(A run of records)
────────────────────────────────────────
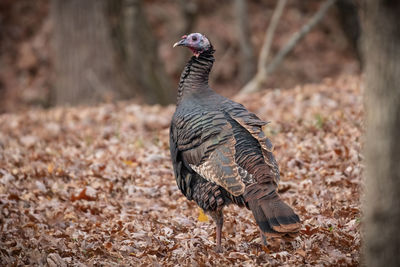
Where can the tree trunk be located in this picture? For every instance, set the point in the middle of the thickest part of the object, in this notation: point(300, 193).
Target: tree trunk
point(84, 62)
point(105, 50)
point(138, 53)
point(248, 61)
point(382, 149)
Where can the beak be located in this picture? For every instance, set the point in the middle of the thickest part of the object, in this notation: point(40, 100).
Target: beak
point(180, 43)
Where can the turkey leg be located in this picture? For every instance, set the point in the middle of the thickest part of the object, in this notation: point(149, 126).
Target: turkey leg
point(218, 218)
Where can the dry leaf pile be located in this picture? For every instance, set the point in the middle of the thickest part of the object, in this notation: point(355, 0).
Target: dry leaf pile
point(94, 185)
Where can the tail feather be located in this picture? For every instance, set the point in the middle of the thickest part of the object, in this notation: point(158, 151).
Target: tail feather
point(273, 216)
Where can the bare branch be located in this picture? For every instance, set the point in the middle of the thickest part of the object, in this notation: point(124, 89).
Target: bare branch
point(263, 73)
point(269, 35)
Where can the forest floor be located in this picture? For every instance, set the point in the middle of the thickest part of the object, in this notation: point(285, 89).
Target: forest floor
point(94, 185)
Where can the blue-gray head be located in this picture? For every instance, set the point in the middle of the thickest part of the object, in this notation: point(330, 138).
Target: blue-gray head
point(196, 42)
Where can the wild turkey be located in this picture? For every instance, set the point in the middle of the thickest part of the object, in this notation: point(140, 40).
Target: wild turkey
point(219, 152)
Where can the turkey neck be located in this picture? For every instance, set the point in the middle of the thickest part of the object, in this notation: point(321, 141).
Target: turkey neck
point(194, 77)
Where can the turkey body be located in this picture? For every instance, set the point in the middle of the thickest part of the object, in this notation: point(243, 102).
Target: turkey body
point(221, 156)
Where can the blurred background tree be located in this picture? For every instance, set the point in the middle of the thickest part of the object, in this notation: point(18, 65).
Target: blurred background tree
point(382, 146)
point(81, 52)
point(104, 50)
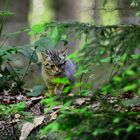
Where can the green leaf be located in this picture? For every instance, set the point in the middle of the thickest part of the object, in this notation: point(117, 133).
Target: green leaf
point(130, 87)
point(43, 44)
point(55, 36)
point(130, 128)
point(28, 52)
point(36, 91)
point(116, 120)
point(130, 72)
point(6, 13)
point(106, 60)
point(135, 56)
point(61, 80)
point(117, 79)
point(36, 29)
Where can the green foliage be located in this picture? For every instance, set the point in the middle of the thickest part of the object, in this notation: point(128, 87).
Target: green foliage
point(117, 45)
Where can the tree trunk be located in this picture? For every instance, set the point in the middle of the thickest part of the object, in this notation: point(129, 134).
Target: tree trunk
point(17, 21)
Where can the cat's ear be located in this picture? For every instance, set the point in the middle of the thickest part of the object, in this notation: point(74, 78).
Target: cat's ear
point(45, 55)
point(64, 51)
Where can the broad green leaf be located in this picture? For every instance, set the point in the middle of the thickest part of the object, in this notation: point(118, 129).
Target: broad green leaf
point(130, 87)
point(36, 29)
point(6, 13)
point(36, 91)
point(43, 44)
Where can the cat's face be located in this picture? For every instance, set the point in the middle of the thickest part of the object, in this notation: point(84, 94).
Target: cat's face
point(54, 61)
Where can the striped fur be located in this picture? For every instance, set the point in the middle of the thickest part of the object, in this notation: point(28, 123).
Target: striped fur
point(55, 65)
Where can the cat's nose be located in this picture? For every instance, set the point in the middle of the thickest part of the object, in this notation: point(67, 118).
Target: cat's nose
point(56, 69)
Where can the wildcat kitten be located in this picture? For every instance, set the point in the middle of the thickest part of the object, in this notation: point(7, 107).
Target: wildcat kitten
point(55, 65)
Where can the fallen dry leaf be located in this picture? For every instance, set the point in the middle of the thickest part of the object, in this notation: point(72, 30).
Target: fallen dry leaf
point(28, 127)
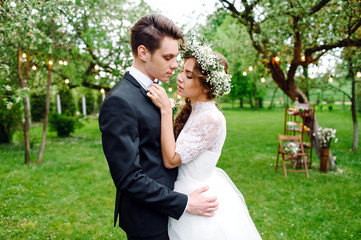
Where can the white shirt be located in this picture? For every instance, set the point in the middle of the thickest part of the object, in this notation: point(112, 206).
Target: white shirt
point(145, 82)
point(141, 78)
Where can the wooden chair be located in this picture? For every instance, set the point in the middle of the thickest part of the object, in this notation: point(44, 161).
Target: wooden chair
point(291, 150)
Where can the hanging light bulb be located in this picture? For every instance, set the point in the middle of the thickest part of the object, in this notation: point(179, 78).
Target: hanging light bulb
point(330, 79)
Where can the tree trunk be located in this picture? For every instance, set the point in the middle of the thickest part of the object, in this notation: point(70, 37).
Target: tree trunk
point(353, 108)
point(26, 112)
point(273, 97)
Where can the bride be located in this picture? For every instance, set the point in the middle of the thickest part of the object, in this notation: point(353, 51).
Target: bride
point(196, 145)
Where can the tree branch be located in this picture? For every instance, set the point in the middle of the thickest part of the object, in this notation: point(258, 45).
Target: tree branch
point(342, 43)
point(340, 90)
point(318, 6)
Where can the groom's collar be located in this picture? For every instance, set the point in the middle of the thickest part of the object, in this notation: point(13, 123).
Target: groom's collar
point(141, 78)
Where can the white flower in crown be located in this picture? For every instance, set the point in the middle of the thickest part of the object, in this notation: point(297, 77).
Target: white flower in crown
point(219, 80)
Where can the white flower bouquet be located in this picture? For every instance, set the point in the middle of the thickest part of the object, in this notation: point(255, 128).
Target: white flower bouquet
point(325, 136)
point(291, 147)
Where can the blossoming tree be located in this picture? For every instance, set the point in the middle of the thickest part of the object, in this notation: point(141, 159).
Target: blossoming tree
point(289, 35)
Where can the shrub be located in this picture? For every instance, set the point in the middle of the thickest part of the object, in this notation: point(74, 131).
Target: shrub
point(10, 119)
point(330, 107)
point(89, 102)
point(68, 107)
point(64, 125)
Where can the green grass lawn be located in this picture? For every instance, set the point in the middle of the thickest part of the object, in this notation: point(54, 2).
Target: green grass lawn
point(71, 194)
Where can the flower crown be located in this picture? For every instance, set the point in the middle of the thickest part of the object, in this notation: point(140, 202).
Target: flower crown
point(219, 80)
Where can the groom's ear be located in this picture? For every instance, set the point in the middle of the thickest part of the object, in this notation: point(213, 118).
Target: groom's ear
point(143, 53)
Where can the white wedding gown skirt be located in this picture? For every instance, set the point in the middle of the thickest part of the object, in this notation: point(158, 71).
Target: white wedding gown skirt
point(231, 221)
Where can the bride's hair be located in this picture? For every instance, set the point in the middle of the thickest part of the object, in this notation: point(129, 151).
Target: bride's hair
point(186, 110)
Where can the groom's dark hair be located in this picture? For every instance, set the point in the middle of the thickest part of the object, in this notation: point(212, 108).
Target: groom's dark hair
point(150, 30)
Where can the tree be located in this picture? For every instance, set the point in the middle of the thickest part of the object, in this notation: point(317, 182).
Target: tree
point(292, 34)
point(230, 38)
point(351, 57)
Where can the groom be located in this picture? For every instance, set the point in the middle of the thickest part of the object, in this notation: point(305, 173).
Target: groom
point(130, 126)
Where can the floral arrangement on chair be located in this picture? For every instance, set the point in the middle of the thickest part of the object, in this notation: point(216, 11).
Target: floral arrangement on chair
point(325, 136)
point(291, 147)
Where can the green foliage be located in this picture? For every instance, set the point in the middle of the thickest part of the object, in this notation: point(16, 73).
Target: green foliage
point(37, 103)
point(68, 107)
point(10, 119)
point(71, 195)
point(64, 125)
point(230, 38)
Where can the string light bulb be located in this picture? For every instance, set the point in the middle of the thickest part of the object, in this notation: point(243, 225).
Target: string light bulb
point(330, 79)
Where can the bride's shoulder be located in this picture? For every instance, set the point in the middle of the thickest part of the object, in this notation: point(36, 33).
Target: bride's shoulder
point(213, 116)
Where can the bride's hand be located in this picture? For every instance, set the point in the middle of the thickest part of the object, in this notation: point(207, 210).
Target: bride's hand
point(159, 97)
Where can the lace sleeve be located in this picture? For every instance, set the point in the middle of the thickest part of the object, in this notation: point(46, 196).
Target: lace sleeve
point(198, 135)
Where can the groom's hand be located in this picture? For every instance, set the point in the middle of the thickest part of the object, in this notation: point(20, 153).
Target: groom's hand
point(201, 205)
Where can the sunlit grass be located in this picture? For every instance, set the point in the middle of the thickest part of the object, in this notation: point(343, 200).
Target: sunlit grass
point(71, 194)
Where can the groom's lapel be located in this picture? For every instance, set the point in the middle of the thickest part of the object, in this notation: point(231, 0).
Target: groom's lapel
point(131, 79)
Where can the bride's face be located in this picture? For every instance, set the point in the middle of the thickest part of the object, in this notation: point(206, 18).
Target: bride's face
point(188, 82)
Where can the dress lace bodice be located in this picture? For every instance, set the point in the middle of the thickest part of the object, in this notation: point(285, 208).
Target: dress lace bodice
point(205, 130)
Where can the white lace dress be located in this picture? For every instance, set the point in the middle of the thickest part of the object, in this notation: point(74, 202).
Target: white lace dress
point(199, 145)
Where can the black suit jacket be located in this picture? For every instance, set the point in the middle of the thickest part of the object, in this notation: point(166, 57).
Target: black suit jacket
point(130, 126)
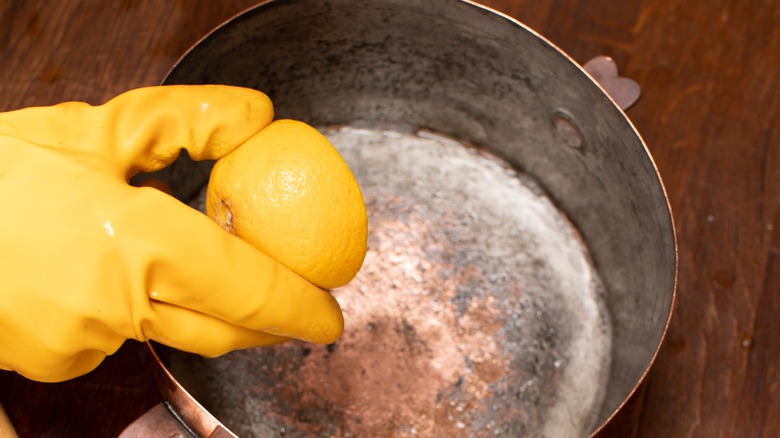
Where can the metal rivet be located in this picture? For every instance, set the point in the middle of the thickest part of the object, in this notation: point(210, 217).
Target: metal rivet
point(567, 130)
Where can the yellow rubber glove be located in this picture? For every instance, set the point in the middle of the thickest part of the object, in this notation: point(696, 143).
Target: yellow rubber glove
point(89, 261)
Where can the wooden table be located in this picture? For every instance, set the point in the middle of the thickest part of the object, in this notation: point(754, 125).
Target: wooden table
────────────────────────────────────────
Task description
Starting at the line with "Where can the wild turkey" and stopping after the line with "point(194, 77)", rewrite those lines alone with "turkey" renamed to "grouse" and nothing else altered.

The solution
Where can the wild grouse be located in this picture? For every instance, set the point in the middle of the thickest part of the object, in this notation: point(140, 40).
Target: wild grouse
point(219, 152)
Where can the grouse neck be located in this picture? For every instance, set the point in the middle of the thickest part of the object, in this notation: point(321, 141).
Target: grouse neck
point(194, 77)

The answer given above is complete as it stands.